* Auftrag 1
Wo liegt Rawabi laut dem Interview über Rawabi?
* Auftrag 2
Stimmen diese Aussagen mit dem Interview über Rawabi überein? (a) Nassar hatte bereits Erfahrung mit Siedlungsneubau in Marokko, Jordanien und Ägypten. (b) Rawabi ist die zweite geplante Stadt in Palästina. (c) In Palästina gibt es eine gute Verkehrsinfrastruktur.
* Auftrag 3
Gib den Teil des Interviews über Rawabi wieder, beginnend mit "Fragen Sie lieber, welches" und weiter bis "Auftrieb geben würde.", und tausche dabei "Rawabi" gegen "Neustadt".

Fragen Sie lieber, welches Problem wir nicht hatten!

Jack Nassar über die Herausforderung, eine New Town in einem Krisengebiet zu bauen

Text: Mühllbauer, Lore, München

Herr Nassar, Rawabi, neun Kilometer nördlich von Ramallah, ist die erste geplante Stadt in Palästina. Wie kam es zu der Idee?
Ich hatte schon Erfahrungen mit dem Siedlungsneubau in Marokko, Jordanien und Ägypten –
allerdings in wesentlich kleineren Dimensionen. Die akute Wohnungsnot in Palästina ließ mich in größeren Maßstäben denken. Und es lag auf der Hand, dass ein privatwirtschaftliches Projekt dieser Größenordnung der palästinensischen Wirtschaft ordentlich Auftrieb geben würde.
Welchen Problemen sahen Sie sich gegenüber?
Fragen Sie lieber nach einem Problem, das wir nicht hatten. Ein Projekt wie Rawabi wäre in jeder reifen Volkswirtschaft nichts Besonderes – weil man über eine Auswahl an Baumaterial zu kalkulierbaren Preisen, störungsfreie Lieferungsketten, selbstverständlichen Zugang zu Strom und Wasser, Just-in-time-Anlieferung, einen großen Pool von Arbeitskräften und gute Verkehrsinfrastruktur verfügt. Nichts davon haben wir in Palästina. Die Voraussetzungen für den Bau einer Stadt waren nur abschreckend. Wir entschieden uns dennoch dafür, uns an die Arbeit zu machen.
Was war die größte Herausforderung?

* Datensatzauszüge

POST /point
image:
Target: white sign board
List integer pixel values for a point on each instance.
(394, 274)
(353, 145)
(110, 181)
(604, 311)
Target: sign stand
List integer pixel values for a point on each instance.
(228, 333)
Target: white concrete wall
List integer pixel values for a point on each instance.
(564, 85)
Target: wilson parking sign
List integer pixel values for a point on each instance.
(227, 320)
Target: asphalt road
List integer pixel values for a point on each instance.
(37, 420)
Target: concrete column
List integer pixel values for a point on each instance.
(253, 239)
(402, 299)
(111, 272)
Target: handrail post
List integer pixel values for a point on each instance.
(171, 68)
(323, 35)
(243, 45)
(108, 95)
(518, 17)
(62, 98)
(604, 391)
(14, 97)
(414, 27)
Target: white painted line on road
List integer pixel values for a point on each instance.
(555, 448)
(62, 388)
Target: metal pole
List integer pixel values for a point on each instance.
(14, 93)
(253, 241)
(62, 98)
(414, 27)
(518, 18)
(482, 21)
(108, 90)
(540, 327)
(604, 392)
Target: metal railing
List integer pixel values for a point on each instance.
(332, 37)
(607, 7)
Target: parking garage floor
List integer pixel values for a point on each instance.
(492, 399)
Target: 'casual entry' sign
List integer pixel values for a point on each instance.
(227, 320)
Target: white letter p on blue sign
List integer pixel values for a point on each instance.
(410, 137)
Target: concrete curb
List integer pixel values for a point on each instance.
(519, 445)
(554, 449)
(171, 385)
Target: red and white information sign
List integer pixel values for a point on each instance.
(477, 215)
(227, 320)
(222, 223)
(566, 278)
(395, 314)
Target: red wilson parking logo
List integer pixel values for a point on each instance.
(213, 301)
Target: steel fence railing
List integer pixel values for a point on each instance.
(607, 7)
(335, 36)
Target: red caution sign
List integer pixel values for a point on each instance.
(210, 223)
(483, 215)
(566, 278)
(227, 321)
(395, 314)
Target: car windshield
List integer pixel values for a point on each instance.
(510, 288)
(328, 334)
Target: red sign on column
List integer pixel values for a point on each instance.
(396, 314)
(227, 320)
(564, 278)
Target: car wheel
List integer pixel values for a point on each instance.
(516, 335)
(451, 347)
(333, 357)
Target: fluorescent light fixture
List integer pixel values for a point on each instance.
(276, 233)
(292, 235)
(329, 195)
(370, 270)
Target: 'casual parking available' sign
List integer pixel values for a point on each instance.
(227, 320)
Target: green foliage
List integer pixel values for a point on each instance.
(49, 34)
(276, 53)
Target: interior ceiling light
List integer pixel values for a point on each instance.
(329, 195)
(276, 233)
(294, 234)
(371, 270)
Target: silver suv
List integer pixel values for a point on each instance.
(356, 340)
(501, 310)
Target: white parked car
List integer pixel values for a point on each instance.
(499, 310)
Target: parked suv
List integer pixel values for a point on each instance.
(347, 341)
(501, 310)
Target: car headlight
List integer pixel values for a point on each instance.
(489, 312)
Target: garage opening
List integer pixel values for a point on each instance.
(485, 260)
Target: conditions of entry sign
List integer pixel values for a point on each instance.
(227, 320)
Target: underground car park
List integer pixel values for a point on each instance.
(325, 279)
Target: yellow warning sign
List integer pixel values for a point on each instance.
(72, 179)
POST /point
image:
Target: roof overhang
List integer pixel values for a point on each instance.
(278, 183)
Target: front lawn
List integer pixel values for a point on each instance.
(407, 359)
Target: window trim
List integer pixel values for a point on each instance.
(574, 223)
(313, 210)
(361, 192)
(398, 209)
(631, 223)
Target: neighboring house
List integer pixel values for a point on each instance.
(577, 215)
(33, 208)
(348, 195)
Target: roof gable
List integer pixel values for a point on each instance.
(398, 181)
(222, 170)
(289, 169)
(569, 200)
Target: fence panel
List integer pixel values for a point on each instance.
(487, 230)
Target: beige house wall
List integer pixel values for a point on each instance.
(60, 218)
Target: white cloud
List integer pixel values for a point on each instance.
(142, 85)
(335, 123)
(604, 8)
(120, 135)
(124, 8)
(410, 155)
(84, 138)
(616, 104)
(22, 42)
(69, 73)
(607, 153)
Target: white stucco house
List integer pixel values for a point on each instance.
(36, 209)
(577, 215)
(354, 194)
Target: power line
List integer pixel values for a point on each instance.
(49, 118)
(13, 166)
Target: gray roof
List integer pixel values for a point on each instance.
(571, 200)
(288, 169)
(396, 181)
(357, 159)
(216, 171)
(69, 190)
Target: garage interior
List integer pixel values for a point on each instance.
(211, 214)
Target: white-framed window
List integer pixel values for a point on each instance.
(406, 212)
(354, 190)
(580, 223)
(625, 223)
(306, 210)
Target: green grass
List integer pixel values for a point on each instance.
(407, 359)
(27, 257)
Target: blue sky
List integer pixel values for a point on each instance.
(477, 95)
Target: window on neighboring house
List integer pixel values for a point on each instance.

* Endergebnis 1
Neun Kilometer nördlich von Ramallah.

* Endergebnis 2
(a) Ja: „Ich hatte schon Erfahrungen mit dem Siedlungsneubau in Marokko, Jordanien und Ägypten“
(b) Nein: „ist die erste geplante Stadt in Palästina“
(c) Nein: „Nichts davon haben wir in Palästina.“

* Endergebnis 3
Fragen Sie lieber, welches Problem wir nicht hatten!

Jack Nassar über die Herausforderung, eine New Town in einem Krisengebiet zu bauen

Text: Mühllbauer, Lore, München

Herr Nassar, Neustadt, neun Kilometer nördlich von Ramallah, ist die erste geplante Stadt in Palästina. Wie kam es zu der Idee?
Ich hatte schon Erfahrungen mit dem Siedlungsneubau in Marokko, Jordanien und Ägypten –
allerdings in wesentlich kleineren Dimensionen. Die akute Wohnungsnot in Palästina ließ mich in größeren Maßstäben denken. Und es lag auf der Hand, dass ein privatwirtschaftliches Projekt dieser Größenordnung der palästinensischen Wirtschaft ordentlich Auftrieb geben würde.